• What is being asked: Tally the lines of the listing that contain the word "sandstone", then give the total and nothing else.

*** Block opens ***

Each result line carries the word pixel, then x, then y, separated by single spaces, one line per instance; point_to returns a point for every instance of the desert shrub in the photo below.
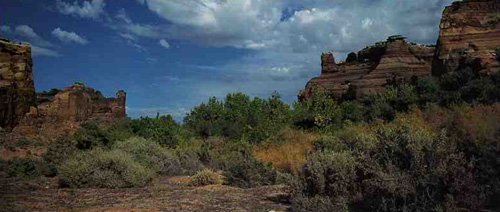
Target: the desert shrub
pixel 326 182
pixel 286 151
pixel 240 168
pixel 206 177
pixel 151 155
pixel 90 135
pixel 238 117
pixel 189 160
pixel 103 169
pixel 162 129
pixel 420 162
pixel 320 112
pixel 22 167
pixel 22 142
pixel 57 153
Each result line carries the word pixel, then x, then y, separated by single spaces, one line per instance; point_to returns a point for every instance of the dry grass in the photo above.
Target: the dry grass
pixel 288 151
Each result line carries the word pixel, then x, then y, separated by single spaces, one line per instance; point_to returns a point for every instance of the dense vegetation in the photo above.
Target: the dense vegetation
pixel 426 144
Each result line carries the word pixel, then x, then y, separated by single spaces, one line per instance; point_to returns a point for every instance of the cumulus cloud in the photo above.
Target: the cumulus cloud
pixel 122 15
pixel 69 37
pixel 164 43
pixel 88 9
pixel 30 35
pixel 40 51
pixel 144 30
pixel 5 29
pixel 317 26
pixel 127 36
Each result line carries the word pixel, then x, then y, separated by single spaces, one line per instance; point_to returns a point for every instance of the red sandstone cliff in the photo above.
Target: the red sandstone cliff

*** Block closes ***

• Answer space: 2